# START OF Record extracts

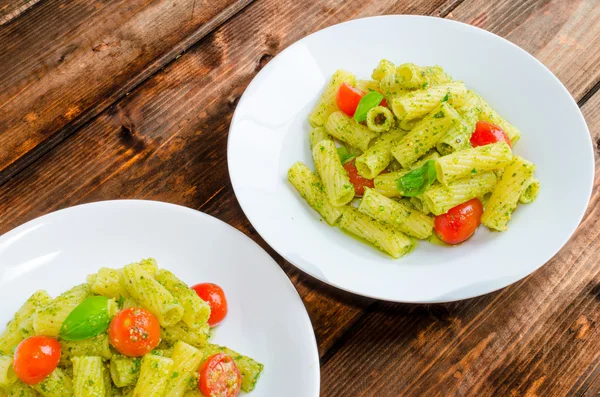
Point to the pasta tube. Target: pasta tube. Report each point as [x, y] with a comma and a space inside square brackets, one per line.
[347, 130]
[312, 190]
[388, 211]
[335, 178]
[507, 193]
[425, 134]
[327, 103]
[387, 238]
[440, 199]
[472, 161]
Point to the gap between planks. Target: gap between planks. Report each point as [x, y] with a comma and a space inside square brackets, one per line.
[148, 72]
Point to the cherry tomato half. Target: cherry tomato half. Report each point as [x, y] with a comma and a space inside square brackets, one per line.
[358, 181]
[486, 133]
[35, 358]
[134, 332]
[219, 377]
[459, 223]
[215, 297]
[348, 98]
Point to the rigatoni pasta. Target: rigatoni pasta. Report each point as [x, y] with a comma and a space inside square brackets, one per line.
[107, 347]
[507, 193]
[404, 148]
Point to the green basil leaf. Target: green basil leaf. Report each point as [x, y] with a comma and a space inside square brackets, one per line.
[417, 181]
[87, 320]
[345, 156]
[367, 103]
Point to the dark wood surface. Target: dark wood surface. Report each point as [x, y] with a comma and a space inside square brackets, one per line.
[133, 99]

# END OF Record extracts

Rename "cherry tomato half" to "halved cherry tomato" throughout the items above and write them out again with nothing else changed. Leave the pictures out of your answer.

Point to the pasta tube. Target: pasta tube. Report each point as [x, y] with a comma and a space inside square brackets, one per line.
[347, 130]
[312, 190]
[388, 211]
[335, 178]
[507, 193]
[425, 134]
[327, 103]
[387, 238]
[440, 199]
[472, 161]
Point to the gap between planks. Target: gap between planks. Report each point as [x, y] with a comma and a space inside square brackets, one per line.
[148, 72]
Point to the halved cherry tomato. Target: halved cherry tomato. Report each point as [x, y] with a comma and a space inside square brackets, one per line.
[358, 181]
[486, 133]
[35, 358]
[134, 332]
[219, 377]
[459, 223]
[215, 297]
[348, 98]
Point to the rigatoni pasta. Target: rigatoni pasta. Report each point as [x, y] with a comma and a space inside square brackets, one per line.
[107, 347]
[507, 193]
[404, 148]
Point to the green basil leaf. Target: green basil leaf. Report each point as [x, y] with a comma and a space inside square brackets, one per line.
[417, 181]
[87, 320]
[345, 156]
[367, 103]
Point to the dark wood surface. Target: dark wood surface. Report each point as [x, y] with a comma and a space inside square brackets, one per line.
[133, 99]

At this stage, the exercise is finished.